## Text block

● ● ● ● ● ● ●

Whole life carbon data for buildings remains extremely limited, highly variable in quality, and collected in ways that don't allow comparison. This is what prevents building designers, planners, construction firms and asset owners from implementing net zero plans rapidly and at scale. Large, comparable datasets are the key to enabling net zero carbon buildings to become a reality. Without them, there will be no scaling of net zero buildings. Whole life carbon data will allow us to deliver embodied and in-use carbon efficiencies. These goals remain of top priority if the global property sector wants to keep their commitment set out in the Paris agreement to halve emissions from the build environment by 2030.
Going above and beyond
In November 2021, Arup announced a commitment to whole lifecycle carbon (WLC) assessments for all building design projects undertaken for clients, crucially encompassing both embodied and operational carbon across all new build and retrofit initiatives globally. As sustainability advisors to the UK Government for COP26, the announcement was a first in the global built environment sector.

● ● ● ● ● ● ●

## Stated exercise
Please revise the passage on whole life carbon data for buildings, starting at "Going above and" and ending at "built environment sector.", so that "the firm" replaces "Arup". The data after this passage is separate material.

● ● ● ● ● ● ●

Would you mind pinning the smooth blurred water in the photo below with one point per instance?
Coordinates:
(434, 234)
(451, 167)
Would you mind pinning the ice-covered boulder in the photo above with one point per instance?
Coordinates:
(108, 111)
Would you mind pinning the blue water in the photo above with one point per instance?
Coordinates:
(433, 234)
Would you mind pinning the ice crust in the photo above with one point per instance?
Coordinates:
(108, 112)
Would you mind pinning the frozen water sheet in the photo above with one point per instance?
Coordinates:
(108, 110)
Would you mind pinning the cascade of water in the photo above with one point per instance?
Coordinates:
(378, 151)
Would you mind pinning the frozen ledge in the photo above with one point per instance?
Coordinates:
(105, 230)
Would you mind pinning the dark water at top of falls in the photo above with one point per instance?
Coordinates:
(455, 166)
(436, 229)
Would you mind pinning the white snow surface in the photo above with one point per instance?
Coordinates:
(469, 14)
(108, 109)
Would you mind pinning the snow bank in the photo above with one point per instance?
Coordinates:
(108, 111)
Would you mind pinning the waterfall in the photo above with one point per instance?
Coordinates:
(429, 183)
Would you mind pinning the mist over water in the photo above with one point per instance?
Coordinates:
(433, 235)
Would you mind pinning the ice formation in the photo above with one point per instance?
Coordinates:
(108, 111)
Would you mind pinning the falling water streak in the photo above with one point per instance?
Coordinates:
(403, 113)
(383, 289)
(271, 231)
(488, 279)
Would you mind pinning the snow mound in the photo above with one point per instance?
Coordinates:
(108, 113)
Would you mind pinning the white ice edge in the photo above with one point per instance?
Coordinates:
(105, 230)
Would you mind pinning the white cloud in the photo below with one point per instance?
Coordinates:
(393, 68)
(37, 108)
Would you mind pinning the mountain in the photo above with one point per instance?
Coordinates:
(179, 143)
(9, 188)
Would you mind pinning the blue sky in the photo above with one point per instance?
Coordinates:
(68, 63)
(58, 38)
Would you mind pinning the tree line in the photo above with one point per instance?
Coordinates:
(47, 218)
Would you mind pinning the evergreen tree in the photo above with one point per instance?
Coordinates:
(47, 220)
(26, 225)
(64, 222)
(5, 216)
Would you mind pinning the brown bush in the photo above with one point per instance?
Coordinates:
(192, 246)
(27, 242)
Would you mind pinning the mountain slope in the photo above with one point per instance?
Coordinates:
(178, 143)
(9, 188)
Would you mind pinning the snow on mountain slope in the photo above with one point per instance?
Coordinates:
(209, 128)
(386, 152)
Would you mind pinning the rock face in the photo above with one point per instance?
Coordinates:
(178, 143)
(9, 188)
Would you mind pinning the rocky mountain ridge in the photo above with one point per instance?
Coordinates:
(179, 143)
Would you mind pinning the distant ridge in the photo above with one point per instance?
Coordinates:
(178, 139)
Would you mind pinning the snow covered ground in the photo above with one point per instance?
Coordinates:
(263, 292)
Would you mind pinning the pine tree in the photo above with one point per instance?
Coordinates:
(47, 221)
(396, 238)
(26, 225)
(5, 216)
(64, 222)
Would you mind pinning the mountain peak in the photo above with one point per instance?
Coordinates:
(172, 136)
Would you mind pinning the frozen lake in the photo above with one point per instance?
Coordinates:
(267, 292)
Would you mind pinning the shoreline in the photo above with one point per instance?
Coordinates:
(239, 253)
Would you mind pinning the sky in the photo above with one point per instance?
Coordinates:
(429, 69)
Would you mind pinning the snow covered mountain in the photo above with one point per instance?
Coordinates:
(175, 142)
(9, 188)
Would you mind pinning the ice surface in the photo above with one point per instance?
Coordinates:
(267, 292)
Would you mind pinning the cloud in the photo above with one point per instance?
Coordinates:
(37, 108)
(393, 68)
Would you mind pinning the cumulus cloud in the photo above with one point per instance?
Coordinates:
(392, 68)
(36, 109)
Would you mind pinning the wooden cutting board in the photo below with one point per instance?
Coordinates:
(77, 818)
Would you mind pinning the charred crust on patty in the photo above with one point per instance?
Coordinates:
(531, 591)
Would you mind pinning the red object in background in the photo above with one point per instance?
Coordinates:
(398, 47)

● ● ● ● ● ● ●

## Answer
Going above and beyond
In November 2021, the firm announced a commitment to whole lifecycle carbon (WLC) assessments for all building design projects undertaken for clients, crucially encompassing both embodied and operational carbon across all new build and retrofit initiatives globally. As sustainability advisors to the UK Government for COP26, the announcement was a first in the global built environment sector.